● **Directions for this task**
Using the records below, transcribe word for word the stretch from the line that contains "negative clicks: (173, 180) (159, 167)" through the line that contains "180L157 170L139 200L164", both end lines included, and nothing else.

═════ Data shown ═════

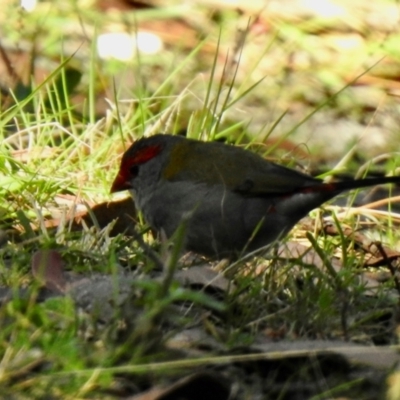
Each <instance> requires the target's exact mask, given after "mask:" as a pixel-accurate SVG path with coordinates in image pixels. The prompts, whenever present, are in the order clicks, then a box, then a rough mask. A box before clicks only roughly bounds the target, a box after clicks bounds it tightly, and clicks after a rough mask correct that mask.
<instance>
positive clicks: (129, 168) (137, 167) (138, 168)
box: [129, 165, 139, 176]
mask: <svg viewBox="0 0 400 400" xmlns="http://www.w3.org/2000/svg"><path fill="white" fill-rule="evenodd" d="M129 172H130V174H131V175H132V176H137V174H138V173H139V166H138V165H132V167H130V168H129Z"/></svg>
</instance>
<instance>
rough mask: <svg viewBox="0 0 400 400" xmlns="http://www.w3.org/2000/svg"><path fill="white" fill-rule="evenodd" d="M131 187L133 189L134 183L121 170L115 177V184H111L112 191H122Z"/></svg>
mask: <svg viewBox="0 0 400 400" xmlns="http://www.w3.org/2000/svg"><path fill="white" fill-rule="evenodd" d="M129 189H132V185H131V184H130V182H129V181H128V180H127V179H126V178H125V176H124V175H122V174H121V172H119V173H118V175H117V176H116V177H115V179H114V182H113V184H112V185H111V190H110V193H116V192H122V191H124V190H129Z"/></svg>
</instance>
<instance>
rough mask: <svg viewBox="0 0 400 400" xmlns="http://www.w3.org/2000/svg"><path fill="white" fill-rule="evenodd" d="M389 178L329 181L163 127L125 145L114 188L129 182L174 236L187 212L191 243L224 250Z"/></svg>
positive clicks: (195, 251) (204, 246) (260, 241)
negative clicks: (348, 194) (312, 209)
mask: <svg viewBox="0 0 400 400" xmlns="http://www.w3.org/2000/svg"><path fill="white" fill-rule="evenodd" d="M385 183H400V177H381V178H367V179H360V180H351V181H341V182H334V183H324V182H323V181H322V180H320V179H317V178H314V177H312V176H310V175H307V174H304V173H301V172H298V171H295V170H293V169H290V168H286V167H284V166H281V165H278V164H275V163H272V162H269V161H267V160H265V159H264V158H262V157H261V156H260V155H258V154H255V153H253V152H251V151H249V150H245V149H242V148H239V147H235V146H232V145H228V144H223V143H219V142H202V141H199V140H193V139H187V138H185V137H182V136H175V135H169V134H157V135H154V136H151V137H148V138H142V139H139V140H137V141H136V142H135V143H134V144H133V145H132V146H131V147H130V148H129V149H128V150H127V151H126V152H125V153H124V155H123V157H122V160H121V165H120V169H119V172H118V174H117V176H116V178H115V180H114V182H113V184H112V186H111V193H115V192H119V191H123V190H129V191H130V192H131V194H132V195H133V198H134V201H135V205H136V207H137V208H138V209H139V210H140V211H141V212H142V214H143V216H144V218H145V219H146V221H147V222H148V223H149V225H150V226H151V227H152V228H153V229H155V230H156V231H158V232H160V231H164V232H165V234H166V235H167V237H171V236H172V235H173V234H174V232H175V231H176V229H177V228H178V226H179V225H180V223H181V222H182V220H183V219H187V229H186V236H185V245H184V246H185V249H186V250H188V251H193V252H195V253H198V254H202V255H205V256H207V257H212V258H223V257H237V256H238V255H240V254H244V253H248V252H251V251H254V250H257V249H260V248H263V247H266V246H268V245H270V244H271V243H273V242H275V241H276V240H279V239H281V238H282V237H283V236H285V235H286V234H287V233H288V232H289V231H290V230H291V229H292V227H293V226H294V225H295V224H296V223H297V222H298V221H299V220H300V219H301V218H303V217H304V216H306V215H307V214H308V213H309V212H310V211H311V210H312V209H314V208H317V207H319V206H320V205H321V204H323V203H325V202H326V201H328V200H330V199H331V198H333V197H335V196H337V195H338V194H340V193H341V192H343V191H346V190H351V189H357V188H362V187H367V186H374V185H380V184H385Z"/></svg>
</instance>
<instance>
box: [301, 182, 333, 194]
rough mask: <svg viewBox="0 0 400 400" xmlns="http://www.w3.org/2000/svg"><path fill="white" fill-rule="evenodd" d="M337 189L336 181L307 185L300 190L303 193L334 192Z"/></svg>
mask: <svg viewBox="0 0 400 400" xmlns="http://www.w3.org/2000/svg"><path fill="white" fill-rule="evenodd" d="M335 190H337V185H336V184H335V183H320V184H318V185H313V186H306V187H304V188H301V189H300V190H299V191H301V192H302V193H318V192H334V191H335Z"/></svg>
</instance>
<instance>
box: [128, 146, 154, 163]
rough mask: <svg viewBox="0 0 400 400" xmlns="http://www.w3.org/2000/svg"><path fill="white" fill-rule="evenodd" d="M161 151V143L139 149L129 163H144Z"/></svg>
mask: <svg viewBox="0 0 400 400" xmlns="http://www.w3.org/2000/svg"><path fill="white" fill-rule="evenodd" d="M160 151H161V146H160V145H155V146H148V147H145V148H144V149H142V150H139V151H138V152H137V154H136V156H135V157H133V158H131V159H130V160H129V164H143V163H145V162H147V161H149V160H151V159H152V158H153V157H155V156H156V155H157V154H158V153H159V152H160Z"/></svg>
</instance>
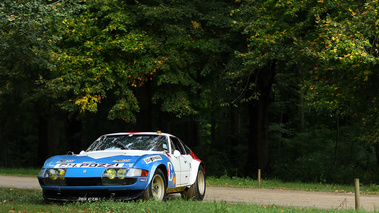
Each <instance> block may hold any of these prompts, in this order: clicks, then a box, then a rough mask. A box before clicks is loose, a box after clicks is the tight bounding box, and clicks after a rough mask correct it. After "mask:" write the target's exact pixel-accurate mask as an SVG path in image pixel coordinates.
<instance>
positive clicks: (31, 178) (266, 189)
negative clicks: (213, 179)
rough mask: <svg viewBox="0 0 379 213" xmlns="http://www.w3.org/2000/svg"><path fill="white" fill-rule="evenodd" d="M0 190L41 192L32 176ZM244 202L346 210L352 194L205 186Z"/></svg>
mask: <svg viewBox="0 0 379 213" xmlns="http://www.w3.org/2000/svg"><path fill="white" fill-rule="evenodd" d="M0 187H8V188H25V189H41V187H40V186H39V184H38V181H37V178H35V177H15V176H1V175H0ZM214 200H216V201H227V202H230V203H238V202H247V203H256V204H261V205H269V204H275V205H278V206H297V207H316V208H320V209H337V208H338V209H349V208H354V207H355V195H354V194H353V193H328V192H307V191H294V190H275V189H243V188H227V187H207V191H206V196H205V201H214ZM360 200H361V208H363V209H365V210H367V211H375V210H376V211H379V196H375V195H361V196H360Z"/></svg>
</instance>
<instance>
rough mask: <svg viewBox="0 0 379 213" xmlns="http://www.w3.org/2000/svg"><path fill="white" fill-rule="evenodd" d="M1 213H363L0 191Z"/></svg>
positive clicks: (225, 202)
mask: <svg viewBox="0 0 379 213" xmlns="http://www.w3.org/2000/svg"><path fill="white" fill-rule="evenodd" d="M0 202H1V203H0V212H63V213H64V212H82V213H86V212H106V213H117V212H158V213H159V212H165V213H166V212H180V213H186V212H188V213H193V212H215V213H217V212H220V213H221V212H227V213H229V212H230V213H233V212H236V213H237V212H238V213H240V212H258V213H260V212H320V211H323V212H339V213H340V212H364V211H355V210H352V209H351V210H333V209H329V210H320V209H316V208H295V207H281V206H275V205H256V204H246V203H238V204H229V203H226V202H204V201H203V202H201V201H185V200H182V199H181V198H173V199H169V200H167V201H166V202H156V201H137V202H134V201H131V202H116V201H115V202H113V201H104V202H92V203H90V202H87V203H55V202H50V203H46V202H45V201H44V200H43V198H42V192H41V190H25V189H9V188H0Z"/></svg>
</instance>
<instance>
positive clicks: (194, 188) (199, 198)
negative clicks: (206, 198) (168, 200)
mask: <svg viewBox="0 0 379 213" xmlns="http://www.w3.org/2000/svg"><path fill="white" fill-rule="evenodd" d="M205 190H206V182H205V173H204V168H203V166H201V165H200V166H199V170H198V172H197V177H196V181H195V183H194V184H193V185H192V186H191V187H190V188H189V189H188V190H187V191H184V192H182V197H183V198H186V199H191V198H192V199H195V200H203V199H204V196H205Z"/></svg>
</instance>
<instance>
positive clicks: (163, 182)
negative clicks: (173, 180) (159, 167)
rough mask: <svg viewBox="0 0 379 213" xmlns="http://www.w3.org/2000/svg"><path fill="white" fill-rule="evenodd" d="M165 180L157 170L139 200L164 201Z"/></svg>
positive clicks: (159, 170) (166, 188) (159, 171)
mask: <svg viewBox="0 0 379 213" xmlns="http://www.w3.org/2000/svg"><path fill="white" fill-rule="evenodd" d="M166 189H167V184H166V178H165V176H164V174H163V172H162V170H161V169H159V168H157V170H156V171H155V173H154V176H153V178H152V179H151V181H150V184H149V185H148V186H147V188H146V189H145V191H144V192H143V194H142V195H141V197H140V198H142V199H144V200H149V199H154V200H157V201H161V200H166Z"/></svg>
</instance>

═════

● **Response to the exercise**
negative clicks: (173, 180) (159, 167)
rough mask: <svg viewBox="0 0 379 213" xmlns="http://www.w3.org/2000/svg"><path fill="white" fill-rule="evenodd" d="M165 180L157 170L139 200L164 201Z"/></svg>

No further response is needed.